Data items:
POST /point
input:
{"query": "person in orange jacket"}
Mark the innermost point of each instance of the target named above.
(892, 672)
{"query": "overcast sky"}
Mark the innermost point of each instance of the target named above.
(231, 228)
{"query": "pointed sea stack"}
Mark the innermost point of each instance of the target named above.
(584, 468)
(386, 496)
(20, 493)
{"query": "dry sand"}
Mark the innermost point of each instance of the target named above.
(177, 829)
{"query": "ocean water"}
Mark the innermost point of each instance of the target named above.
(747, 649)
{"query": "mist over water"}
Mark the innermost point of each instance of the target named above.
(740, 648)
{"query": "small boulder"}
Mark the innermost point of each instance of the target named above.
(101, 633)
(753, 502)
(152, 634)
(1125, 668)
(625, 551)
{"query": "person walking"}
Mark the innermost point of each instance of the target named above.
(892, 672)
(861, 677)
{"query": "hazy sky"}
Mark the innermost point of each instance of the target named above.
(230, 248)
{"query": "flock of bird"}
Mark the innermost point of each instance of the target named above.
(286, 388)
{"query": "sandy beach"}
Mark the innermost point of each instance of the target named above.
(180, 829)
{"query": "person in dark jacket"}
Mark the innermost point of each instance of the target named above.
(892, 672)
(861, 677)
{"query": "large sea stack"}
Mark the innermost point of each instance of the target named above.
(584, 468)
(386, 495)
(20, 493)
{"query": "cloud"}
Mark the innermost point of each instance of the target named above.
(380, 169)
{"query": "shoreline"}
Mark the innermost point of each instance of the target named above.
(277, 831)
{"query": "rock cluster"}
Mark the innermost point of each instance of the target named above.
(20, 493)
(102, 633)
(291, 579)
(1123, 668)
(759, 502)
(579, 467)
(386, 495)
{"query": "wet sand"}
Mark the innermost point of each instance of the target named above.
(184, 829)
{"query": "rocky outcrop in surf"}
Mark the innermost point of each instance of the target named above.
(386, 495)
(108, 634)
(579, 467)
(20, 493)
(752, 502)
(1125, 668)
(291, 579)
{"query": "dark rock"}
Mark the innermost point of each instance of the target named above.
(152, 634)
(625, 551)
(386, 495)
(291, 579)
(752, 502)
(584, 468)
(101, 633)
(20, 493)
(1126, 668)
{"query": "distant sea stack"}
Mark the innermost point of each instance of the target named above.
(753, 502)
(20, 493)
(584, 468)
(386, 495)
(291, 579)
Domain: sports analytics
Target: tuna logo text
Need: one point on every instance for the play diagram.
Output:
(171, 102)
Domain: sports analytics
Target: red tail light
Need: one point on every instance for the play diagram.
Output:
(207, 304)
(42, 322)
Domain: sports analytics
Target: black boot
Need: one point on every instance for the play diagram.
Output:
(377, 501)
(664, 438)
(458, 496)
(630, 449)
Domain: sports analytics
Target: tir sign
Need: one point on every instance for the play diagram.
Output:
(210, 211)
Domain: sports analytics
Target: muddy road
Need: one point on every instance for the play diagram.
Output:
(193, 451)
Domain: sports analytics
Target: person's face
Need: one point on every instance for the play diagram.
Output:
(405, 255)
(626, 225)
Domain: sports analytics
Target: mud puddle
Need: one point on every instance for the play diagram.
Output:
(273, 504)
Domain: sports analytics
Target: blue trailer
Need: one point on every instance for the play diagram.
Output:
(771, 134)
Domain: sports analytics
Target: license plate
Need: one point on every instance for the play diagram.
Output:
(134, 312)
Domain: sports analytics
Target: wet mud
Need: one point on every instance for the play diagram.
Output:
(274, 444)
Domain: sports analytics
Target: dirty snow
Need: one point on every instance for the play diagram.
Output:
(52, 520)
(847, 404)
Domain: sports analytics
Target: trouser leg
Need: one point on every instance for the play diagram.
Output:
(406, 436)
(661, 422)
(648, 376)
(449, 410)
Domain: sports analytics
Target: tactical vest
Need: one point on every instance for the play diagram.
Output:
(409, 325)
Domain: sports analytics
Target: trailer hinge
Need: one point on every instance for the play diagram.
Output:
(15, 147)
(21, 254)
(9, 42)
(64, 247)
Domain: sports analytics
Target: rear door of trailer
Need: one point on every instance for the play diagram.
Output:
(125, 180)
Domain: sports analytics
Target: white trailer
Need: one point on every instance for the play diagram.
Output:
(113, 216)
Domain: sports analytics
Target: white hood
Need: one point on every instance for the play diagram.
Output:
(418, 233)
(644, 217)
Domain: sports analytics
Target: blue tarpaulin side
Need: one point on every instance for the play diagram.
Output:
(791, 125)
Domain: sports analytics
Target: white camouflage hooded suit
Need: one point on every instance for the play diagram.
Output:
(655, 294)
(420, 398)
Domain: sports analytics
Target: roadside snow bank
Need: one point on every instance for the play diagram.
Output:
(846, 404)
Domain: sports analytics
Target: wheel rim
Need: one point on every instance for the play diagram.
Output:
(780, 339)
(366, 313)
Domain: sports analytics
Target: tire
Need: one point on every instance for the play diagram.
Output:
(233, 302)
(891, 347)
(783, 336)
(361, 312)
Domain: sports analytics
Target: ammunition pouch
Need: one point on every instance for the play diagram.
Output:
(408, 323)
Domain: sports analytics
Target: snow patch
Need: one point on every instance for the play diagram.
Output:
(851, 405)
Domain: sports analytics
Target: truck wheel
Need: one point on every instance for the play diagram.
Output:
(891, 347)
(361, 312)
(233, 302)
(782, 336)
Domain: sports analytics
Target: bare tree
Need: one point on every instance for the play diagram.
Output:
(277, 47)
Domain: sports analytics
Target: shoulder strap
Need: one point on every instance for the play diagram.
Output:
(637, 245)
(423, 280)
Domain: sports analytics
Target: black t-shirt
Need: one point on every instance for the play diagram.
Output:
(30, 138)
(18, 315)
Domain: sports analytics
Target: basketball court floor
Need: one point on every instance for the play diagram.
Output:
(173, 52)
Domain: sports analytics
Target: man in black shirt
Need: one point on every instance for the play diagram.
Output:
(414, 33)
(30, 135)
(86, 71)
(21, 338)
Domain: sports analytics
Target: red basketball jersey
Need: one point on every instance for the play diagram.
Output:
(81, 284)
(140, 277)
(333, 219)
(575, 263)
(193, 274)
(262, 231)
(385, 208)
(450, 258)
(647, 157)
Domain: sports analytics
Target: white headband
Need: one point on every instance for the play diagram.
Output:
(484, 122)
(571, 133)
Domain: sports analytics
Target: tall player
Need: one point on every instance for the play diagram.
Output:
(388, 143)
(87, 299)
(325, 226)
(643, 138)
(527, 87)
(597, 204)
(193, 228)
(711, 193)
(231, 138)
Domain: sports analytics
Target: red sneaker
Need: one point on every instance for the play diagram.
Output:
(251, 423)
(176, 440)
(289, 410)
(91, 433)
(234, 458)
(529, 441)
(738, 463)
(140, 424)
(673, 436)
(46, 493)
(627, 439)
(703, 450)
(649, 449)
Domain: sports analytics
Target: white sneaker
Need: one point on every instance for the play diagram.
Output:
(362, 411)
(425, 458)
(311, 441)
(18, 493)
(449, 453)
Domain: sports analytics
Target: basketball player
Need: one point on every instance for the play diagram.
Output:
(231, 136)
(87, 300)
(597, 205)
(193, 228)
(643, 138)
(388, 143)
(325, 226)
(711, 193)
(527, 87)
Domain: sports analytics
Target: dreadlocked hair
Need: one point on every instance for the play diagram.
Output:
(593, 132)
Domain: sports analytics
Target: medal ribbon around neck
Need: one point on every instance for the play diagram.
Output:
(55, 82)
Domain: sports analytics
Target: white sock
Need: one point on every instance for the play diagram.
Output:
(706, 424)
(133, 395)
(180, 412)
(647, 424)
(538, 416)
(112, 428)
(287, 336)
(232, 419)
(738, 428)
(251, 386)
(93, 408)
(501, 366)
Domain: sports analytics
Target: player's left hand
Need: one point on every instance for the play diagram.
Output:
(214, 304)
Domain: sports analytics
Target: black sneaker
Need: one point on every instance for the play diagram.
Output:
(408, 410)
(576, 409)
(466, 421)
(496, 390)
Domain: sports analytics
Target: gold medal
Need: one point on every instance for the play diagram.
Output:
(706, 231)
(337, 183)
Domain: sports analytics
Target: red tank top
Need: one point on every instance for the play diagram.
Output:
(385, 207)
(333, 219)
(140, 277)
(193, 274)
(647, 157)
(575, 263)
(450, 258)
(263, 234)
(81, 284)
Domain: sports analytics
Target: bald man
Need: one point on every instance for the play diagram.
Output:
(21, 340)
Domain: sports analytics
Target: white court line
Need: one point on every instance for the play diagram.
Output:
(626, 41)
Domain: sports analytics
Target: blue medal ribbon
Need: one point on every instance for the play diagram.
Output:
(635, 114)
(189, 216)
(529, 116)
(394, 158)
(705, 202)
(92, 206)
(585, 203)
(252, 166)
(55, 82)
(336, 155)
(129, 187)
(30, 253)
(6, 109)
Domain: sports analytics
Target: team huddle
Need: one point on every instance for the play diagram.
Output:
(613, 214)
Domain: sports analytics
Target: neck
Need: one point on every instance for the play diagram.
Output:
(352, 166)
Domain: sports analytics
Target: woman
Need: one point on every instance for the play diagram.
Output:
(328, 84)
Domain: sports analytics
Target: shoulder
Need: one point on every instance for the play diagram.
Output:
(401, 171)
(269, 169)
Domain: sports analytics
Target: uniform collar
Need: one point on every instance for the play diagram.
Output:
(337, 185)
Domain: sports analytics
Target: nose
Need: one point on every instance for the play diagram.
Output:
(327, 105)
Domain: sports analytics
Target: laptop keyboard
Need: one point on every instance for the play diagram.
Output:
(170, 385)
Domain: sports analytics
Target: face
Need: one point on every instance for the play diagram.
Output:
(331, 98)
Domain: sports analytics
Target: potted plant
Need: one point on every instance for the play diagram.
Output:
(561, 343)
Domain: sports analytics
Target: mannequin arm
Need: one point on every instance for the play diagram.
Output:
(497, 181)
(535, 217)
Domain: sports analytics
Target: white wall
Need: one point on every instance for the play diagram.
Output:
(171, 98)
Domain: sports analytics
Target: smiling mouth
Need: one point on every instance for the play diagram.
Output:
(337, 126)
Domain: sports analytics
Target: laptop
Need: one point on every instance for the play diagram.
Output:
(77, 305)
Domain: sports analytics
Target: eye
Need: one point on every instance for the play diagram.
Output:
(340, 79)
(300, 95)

▶ **Exercise requirements**
How many lines in the items above include the word "blue"? Reply with the number only.

▶ **Answer for this exercise**
3